■ TEXT UNDER STUDY:
A Mesoscale Ocean–Atmosphere Coupled Pathway for Decadal Variability of the Kuroshio Extension System

Abstract

Abstract The Kuroshio Extension (KE) system has been observed to experience a decadal cycle between dynamically stable and unstable states. However, divergent conclusions on its interaction with the atmosphere obfuscate the understanding of its oscillatory nature at the preferred decadal time scale. Here, using satellite observations and the ERA-Interim reanalysis in 2002–16, physical process-oriented diagnoses suggest that the wintertime finer-scale thermodynamic response to mesoscale oceanic surface conditions and slow oceanic Rossby wave adjustment frame a coupled ocean–atmosphere delayed oscillator for the decadal KE variability. During the stable state of the KE system, the downstream KE transition region is rich in mesoscale oceanic warming associated with warm eddies, which induces surface wind convergence and upward motion, probably via the enhanced turbulent mixing. Meanwhile, increased finer-scale diabatic heating in the lower troposphere with abundant moisture supply from warmer water likely facilitates the deep-reaching updraft that adiabatically cools the middle troposphere. The background northwesterly wind helps to spread out the cooling, leading to southward deflection of local atmospheric eddy available potential energy (EAPE) production by baroclinic conversion. Consequently, the synoptic eddy activity displaces southward across the basin with additional energy supply from the increased diabatic production of EAPE downstream. Anomalous synoptic eddy thermal and vorticity forcing eventually fosters the basin-scale equivalent-barotropic cyclonic circulation anomaly, which is further maintained by energy conversion from the background state. The resultant wind-driven negative sea surface height anomalies propagate westward into the upstream KE region with a delay of ∼4 years and can trigger the unstable state of the KE system.

■ SUPPLIED MATERIAL:
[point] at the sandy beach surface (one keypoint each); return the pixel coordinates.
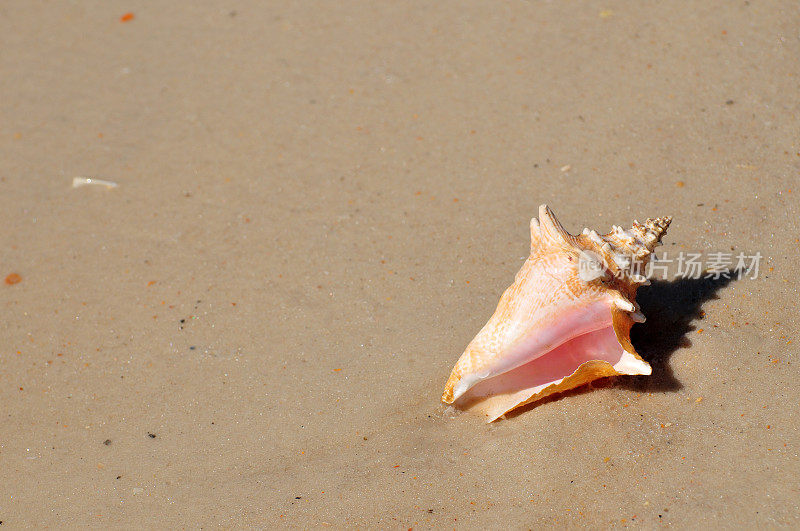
(319, 205)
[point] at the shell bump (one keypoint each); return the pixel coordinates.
(564, 322)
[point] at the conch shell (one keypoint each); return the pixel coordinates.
(564, 322)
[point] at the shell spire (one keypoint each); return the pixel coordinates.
(564, 322)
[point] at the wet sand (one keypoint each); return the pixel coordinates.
(318, 207)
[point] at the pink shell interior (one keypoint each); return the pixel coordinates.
(496, 395)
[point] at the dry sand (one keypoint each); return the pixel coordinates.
(319, 205)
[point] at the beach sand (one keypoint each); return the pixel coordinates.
(319, 205)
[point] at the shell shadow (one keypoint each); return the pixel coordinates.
(671, 307)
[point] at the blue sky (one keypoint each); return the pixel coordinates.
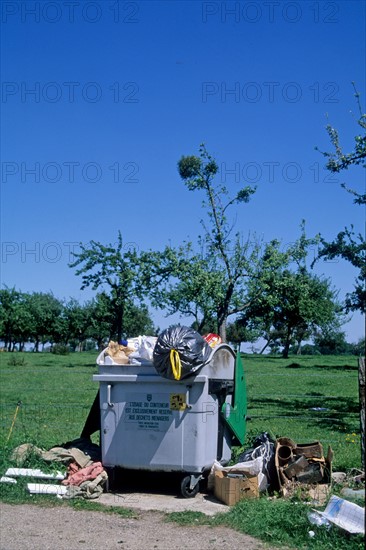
(101, 99)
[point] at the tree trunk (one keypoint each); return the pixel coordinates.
(265, 347)
(361, 390)
(222, 330)
(286, 349)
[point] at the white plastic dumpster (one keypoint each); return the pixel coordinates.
(152, 423)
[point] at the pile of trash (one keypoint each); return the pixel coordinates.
(84, 477)
(177, 345)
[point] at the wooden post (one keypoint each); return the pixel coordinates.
(361, 390)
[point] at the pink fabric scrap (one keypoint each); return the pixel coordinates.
(84, 474)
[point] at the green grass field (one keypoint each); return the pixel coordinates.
(305, 398)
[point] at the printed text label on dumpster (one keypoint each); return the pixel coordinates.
(147, 415)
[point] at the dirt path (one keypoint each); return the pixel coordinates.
(29, 527)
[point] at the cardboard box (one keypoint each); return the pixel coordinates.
(230, 489)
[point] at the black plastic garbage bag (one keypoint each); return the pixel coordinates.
(180, 352)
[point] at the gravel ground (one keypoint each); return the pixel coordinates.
(30, 527)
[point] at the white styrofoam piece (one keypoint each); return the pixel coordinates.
(46, 489)
(346, 515)
(30, 472)
(5, 479)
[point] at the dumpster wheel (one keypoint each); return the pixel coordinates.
(186, 487)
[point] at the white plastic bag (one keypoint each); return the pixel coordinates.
(143, 346)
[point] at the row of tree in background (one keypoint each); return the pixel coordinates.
(41, 318)
(241, 288)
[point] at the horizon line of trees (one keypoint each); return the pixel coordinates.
(40, 318)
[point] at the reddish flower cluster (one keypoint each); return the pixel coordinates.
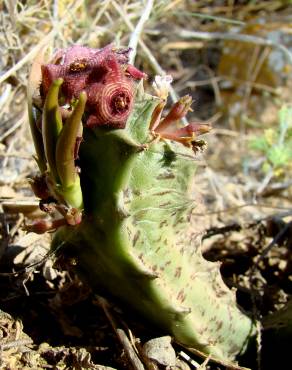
(104, 74)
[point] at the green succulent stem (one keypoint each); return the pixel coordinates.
(36, 136)
(65, 155)
(52, 126)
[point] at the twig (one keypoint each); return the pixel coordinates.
(155, 65)
(131, 354)
(45, 41)
(134, 39)
(235, 36)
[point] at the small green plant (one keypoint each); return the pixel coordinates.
(120, 173)
(276, 145)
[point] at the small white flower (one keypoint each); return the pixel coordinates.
(161, 85)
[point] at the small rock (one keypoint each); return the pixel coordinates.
(160, 350)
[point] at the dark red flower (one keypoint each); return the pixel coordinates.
(104, 74)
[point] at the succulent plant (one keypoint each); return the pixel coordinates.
(120, 174)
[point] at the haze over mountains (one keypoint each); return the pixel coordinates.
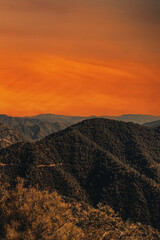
(96, 160)
(37, 127)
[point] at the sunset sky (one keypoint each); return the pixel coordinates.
(84, 57)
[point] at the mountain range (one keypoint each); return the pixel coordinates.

■ ACTIVITY:
For each statement below, say yes or no to whether it agrees with the Kuroshio Extension abstract, and quote the words of the abstract that decide it.
1. The analysis draws on satellite observations and the ERA-Interim reanalysis for 2002–16.
2. The negative sea surface height anomalies reach the upstream KE region after a delay of about ten years.
3. In the stable state, the downstream KE transition region is rich in mesoscale oceanic cooling linked to cold eddies.

■ RESPONSE FOR THIS EXERCISE:
1. Yes: "using satellite observations and the ERA-Interim reanalysis in 2002–16"
2. No: "propagate westward into the upstream KE region with a delay of ∼4 years"
3. No: "the downstream KE transition region is rich in mesoscale oceanic warming associated with warm eddies"